## TEXT BLOCK

——————

Wisdom Teeth (impacted)
How common is it in CdLS to have wisdom teeth impacted? My son’s dental surgeon wants to schedule surgery to have his wisdom teeth and other teeth removed. All of these teeth are impacted. Two of the front teeth have not come out of the gums. The surgeon stated that they may have to break my son’s jaw to remove the teeth. Is this common practice? Is there anything that you would recommend for the surgeon?
It is quite common to find the need for the removal of the permanent third molars in our patients with CdLS. One of the constant findings within this syndrome is a rather small mouth. The maxilla and mandible are extremely small and cause extensive crowding of the teeth and orthodontic problems. The third molars just do not have any room to erupt and often become impacted. Research tells us that if these teeth are left to sit within the jaw bone for a long time, there is a high chance that they will form cysts and destroy the bone around them. Therefore, oral surgeons recommend the removal at around 16 to 22 years of age.

——————

Stored dataset items:
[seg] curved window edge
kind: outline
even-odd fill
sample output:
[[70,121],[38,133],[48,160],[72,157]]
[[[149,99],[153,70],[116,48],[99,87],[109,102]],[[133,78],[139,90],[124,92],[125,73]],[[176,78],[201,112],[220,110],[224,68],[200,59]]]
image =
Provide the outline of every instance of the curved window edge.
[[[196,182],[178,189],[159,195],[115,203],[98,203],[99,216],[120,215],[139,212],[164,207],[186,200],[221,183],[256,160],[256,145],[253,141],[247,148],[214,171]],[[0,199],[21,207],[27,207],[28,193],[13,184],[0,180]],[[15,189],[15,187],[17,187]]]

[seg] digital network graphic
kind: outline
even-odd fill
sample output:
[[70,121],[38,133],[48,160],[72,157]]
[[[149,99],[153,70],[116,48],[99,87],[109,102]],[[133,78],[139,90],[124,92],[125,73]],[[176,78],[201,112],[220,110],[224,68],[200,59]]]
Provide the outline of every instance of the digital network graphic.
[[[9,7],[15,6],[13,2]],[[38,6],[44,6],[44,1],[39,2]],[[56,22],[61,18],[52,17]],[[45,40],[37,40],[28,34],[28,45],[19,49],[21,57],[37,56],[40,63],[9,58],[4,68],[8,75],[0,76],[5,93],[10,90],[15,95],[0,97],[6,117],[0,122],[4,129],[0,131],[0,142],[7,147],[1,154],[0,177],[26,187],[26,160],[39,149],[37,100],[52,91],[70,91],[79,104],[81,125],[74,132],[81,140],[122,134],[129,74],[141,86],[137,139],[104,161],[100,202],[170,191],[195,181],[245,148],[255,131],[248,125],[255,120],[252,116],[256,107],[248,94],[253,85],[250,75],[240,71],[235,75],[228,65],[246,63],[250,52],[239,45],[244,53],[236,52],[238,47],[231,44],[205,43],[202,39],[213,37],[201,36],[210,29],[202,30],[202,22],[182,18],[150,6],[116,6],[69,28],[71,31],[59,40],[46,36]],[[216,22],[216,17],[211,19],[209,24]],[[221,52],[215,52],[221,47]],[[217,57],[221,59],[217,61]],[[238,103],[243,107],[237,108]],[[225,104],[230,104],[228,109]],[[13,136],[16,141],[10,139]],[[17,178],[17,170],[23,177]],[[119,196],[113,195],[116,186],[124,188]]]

——————

## THE PROBLEM
Can you carry on the impacted wisdom teeth text from its last sentence?

## RESPONSE FOR THIS EXERCISE
If the front two central teeth are not erupted through the gums, but they are through the bone, then performing a gingivectomy, or the removal of the offending gums, will allow those teeth to be seen and become functional. At age 20, if they are still impacted within the bone, then they will probably need to be removed. Difficult to say what is the best solution without seeing the patient or x-rays, but this is exactly what oral surgeons are experts in and I am sure your surgeon understands the problems at hand and can explain their rationale rather easily.
The plan to break the jaw to remove the third molars (wisdom teeth) is probably due to a very restricted or limited jaw opening. I might think about whether that drastic a measure would be in the best interest of the patient. Having to recover from the removal of the wisdom teeth is difficult enough, but a broken jaw on top of that might be a lot. The oral surgeon might have meant that in the process of removing the wisdom teeth, the jaw may break. This is a common statement that is part of the informed consent when preparing patients for the surgery.
It rarely happens, but with the difficulties associated with CdLS, a fracture could occur. If the third molars and the front teeth have elicited pain or repeated infections, then there is no other choice to be made but to have them removed.